- Texto en estudio

Uno de los paradigma del ‘otro’ para las sociedades de la cristiandad terminó convirtiéndose, con la instauración del régimen nazi en la Alemania de los años 30s, en la víctima central del sistema de exterminio planificado. Una planificación realizada con eficacia para el éxito absoluto de su objetivo: la erradicación, el exterminio total de los judíos europeos. Cómo, a través de la aplicación de los parámetros de las tecnologías propias de la modernidad del momento. La organización de la deportación —tras la segregación y la persecución en la Alemania nacionalsocialista y, después, en los territorios ocupados, como la Francia de Vichy—, el sistema de la cámara de gas y el crematorio como métodos eficientes de eliminación masiva de personas y de la desaparición de sus cuerpos —ajustados al tiempo calculado— en los campos de concentración y exterminio, fueron planificados y comenzaron a ejecutarse a partir del documento de ‘la solución final a la cuestión judía’, firmado por Hitler en plena II Guerra Mundial. Ocurrió un año antes del decreto ‘Noche y niebla’, que inspiraría los posteriores sistemas de desaparición-forzada de opositores políticos, junto a la Escuela de las Américas y la Escuela colonial francesa.

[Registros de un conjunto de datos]
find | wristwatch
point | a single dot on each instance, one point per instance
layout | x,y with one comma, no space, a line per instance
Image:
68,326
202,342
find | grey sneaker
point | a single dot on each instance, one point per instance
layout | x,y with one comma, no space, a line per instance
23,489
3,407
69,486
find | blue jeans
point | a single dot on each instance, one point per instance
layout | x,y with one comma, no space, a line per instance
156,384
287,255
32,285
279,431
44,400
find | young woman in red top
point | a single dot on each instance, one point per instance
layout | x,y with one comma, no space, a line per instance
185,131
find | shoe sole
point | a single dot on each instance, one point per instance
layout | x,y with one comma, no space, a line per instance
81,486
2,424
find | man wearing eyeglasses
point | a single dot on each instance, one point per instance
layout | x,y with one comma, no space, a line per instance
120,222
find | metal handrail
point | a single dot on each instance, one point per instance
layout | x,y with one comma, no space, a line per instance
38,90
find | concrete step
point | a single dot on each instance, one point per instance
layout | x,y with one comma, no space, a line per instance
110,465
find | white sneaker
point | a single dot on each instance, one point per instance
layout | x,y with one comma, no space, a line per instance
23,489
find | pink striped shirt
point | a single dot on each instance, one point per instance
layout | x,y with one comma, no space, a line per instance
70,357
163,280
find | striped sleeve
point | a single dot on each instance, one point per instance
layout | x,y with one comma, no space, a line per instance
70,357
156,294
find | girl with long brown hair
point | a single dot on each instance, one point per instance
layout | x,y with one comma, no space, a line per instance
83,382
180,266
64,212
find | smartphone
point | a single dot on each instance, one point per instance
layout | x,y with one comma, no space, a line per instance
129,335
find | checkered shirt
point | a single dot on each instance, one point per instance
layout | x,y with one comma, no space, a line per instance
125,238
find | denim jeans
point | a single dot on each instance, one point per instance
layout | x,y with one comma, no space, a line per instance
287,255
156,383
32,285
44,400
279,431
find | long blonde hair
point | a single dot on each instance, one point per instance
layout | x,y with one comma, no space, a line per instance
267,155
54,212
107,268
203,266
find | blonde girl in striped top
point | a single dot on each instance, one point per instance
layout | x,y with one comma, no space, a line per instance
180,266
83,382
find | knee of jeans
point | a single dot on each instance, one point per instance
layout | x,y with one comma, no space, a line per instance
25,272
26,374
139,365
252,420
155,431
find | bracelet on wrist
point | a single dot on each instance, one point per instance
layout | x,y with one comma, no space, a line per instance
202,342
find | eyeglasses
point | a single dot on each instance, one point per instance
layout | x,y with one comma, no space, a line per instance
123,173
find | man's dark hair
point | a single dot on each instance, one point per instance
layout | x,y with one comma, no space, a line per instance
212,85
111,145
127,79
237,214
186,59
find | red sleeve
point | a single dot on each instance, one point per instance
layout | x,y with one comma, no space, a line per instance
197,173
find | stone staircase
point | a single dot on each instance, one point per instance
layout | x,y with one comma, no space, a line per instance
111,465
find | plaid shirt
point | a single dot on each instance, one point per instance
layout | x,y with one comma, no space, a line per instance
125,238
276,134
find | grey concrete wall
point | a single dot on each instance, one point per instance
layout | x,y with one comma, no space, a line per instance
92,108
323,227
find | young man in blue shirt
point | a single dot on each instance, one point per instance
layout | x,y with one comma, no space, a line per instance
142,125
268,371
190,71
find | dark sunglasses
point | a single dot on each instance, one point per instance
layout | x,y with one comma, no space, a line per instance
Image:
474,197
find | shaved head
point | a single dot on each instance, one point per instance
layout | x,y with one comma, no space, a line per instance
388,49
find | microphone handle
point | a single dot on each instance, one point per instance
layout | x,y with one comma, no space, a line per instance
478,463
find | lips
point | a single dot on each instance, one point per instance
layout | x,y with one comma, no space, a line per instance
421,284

- Consigna
Responde a partir del texto sobre el exterminio nazi:
(a) ¿Qué territorio ocupado se menciona como ejemplo?
(b) ¿Qué dos métodos se describen como eficientes para la eliminación masiva de personas?
(c) ¿Cuánto tiempo antes del decreto 'Noche y niebla' ocurrió la firma del documento de 'la solución final a la cuestión judía'?

- Respuesta
(a) La Francia de Vichy.
(b) La cámara de gas y el crematorio.
(c) Un año antes.